* What to work on:
Render all of the records below as a JSON list of strings, one string per line, omitting blank lines and the pictures.

* Data in this exercise:
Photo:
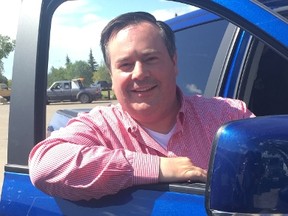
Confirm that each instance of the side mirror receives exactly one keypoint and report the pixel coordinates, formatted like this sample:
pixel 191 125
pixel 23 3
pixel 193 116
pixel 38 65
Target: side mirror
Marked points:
pixel 248 171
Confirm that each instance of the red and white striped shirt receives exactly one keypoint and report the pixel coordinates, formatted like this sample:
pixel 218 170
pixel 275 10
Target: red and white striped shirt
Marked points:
pixel 104 151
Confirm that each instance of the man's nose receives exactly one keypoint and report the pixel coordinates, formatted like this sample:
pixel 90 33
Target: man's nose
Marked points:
pixel 140 71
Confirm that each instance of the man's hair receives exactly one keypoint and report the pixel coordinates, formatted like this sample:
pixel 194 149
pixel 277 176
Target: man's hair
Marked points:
pixel 134 18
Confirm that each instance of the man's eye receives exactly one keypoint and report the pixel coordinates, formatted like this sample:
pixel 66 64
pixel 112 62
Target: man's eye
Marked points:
pixel 151 59
pixel 126 66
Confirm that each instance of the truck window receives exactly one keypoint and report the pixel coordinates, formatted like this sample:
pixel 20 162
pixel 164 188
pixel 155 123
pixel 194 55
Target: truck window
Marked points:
pixel 196 51
pixel 269 95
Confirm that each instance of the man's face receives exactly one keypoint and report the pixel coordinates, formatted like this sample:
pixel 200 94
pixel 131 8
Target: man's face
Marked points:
pixel 143 73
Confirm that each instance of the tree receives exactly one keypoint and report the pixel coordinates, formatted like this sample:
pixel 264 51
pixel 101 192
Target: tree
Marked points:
pixel 57 74
pixel 102 74
pixel 6 46
pixel 68 61
pixel 92 63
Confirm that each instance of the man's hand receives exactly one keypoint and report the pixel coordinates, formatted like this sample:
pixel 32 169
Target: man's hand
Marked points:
pixel 180 169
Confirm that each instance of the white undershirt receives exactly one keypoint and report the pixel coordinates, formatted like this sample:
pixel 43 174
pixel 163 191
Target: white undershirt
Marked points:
pixel 162 139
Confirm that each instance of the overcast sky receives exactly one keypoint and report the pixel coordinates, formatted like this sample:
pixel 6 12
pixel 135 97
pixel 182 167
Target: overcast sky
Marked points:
pixel 76 25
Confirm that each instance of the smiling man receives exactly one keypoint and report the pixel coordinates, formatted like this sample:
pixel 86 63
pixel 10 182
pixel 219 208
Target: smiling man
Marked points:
pixel 155 133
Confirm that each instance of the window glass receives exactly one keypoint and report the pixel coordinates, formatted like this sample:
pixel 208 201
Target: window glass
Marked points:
pixel 197 48
pixel 278 6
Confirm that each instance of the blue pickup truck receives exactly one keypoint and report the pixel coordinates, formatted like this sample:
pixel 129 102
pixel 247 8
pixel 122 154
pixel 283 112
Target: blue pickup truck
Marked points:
pixel 229 48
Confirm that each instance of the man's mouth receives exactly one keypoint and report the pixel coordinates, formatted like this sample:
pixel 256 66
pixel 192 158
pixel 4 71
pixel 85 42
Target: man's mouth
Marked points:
pixel 143 89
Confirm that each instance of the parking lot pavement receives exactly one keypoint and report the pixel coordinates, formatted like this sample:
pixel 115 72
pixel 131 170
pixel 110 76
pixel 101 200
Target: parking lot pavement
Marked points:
pixel 51 109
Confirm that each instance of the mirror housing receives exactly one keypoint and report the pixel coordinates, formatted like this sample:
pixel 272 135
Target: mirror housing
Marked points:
pixel 248 171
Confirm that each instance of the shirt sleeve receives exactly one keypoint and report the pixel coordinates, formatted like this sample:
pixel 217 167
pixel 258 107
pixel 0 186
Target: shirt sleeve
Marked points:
pixel 74 164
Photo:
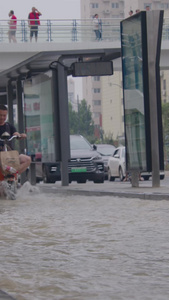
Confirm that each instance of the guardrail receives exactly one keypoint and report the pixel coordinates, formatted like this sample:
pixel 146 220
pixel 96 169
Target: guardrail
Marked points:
pixel 68 30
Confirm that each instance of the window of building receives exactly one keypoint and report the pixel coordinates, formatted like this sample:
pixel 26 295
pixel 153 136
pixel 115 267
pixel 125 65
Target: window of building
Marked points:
pixel 164 5
pixel 164 84
pixel 96 102
pixel 96 90
pixel 94 5
pixel 96 78
pixel 96 115
pixel 147 4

* Exercise result:
[
  "Photo:",
  "Confirm that each instance of the side mirror receives exactly one keypoint and report the pixel coordinates, formatted like this sample:",
  "pixel 191 125",
  "pixel 23 3",
  "pixel 193 116",
  "pixel 38 65",
  "Target: side mirror",
  "Marked points:",
  "pixel 248 171",
  "Confirm that each instance of the red and white striped shirt receives exactly one keypoint and report the pixel coordinates, formatted like this sample:",
  "pixel 218 170",
  "pixel 275 10",
  "Target: red and white striped shirt",
  "Marked points:",
  "pixel 104 151",
  "Confirm that each instance of the man's nose receives exactly one keypoint and report the pixel coordinates, formatted like this sample:",
  "pixel 90 33",
  "Target: man's nose",
  "Marked points:",
  "pixel 140 71",
  "Confirm that each instance of the man's hair receives exactly one keypoint and report the pixel coordinates, formatted like this sample:",
  "pixel 194 149",
  "pixel 277 176",
  "Target: man's hair",
  "Marked points:",
  "pixel 134 18",
  "Confirm that each instance of the man's eye receives exactly one keypoint and report the pixel coordinates, formatted like this sample:",
  "pixel 66 64",
  "pixel 112 62",
  "Target: man's eye",
  "Marked points:",
  "pixel 151 59",
  "pixel 126 66",
  "Confirm that each instance of the truck window receives exactly one keypoint and report the pixel coordinates, formatted like this sample:",
  "pixel 20 162",
  "pixel 164 188",
  "pixel 155 123",
  "pixel 194 55",
  "Target: truck window",
  "Marked points:",
  "pixel 196 51",
  "pixel 269 95",
  "Confirm that each instance of the man's face receives exactly one keypoint and report the pixel coordinates, formatted like this sample:",
  "pixel 200 94",
  "pixel 131 8",
  "Target: man's face",
  "Marked points:",
  "pixel 143 73",
  "Confirm that each instance of the tree receives exactly one keypoint and report the pixel coordinates, formatted like this sample:",
  "pixel 264 51",
  "pixel 101 192",
  "Target: tree",
  "Marked points:",
  "pixel 57 74",
  "pixel 102 74",
  "pixel 6 46",
  "pixel 68 61",
  "pixel 92 63",
  "Confirm that each instance of the man's hand receives exactly one keypoint and report the pixel coordinates, formatted like this sample:",
  "pixel 32 169",
  "Target: man's hand",
  "Marked points:",
  "pixel 180 169",
  "Confirm that each instance of the white undershirt receives exactly one keypoint and report the pixel coordinates, formatted like this sample:",
  "pixel 43 174",
  "pixel 163 191",
  "Target: white undershirt",
  "Marked points:",
  "pixel 162 139",
  "Confirm that each instance of the overcast sky receives exactly one keypoint and report the pixel coordinates, formatted like this sample:",
  "pixel 6 12",
  "pixel 135 97",
  "pixel 182 167",
  "Target: overcast sky",
  "Marked points:",
  "pixel 76 25",
  "Confirm that each instance of the smiling man receives exactly one keypoint and report the pixel coordinates, formatted like this sample:",
  "pixel 86 63",
  "pixel 10 182",
  "pixel 219 208",
  "Target: smiling man",
  "Marked points:",
  "pixel 155 133",
  "Confirm that each instance of the window glass receives exactly one keypoint and report the pixel coordinates, formatted like this sample:",
  "pixel 208 201",
  "Target: window glass",
  "Marked points:",
  "pixel 197 48",
  "pixel 278 6",
  "Confirm that each instance of the blue pickup truck receives exactly one keypoint and report the pixel coordinates, formatted like this sample:",
  "pixel 129 102",
  "pixel 247 8",
  "pixel 122 154",
  "pixel 283 112",
  "Target: blue pickup truck",
  "Marked points:",
  "pixel 229 48",
  "Confirm that each instance of the man's mouth receives exactly one keypoint and report the pixel coordinates, formatted like this sample:",
  "pixel 256 66",
  "pixel 192 158",
  "pixel 4 71",
  "pixel 85 42",
  "Target: man's mouth",
  "Marked points:",
  "pixel 143 89",
  "Confirm that each instance of the parking lot pavement receives exactly one keypoint and report the pixel coordinates, formatted like this sample:",
  "pixel 115 72",
  "pixel 131 170",
  "pixel 110 76",
  "pixel 101 200",
  "Target: parking lot pavement",
  "Marked points:",
  "pixel 51 109",
  "Confirm that each instance of the mirror housing receives exactly one keypoint and report the pixel coordinates, formatted like this sample:",
  "pixel 272 135",
  "Target: mirror housing",
  "Marked points:",
  "pixel 248 171",
  "Confirm that each instance of the shirt sleeve receives exactly one keypoint and report the pixel coordinates, formatted like this sample:",
  "pixel 217 167",
  "pixel 258 107",
  "pixel 0 186",
  "Target: shirt sleeve",
  "Marked points:",
  "pixel 74 164",
  "Photo:",
  "Confirm that each instance of the guardrail receives exactly one keypoint and report the pixel coordinates, formatted like this sample:",
  "pixel 146 220",
  "pixel 96 169",
  "Target: guardrail",
  "Marked points:",
  "pixel 68 30",
  "Confirm that each instance of the window of building receives exactly one keypoint and report the pixel coordinates, formatted like this sample:",
  "pixel 26 295",
  "pixel 153 136",
  "pixel 115 267",
  "pixel 125 65",
  "Target: window of building",
  "Marked points:",
  "pixel 164 5",
  "pixel 164 84",
  "pixel 96 102",
  "pixel 96 90",
  "pixel 94 5",
  "pixel 96 78",
  "pixel 96 115",
  "pixel 147 4"
]